# Exercise aim
Lines holding the string "just" are the ones to copy from this listing.

# Data shown
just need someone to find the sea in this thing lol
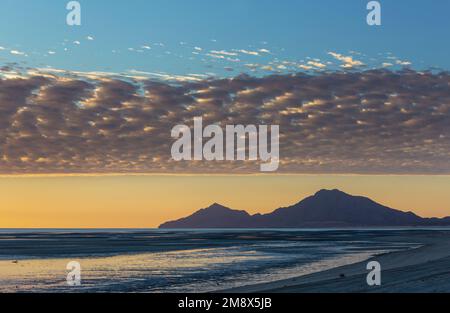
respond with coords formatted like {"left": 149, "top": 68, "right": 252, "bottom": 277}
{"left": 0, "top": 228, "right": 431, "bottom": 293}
...
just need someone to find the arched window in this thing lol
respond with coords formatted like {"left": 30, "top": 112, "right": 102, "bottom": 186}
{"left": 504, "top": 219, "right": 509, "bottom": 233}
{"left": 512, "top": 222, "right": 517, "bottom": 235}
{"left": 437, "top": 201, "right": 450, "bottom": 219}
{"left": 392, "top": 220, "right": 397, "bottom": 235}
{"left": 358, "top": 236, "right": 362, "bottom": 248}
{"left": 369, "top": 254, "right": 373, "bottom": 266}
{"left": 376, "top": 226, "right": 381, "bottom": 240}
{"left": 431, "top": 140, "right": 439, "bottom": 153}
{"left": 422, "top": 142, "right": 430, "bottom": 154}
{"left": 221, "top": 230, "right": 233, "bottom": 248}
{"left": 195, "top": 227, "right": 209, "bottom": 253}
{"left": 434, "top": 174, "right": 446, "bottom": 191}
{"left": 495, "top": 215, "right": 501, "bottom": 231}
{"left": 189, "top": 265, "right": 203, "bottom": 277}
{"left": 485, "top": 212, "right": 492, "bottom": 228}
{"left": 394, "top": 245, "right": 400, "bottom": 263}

# Answer space
just need someone to find the sea in this thing lol
just need someone to find the arched window in this thing lol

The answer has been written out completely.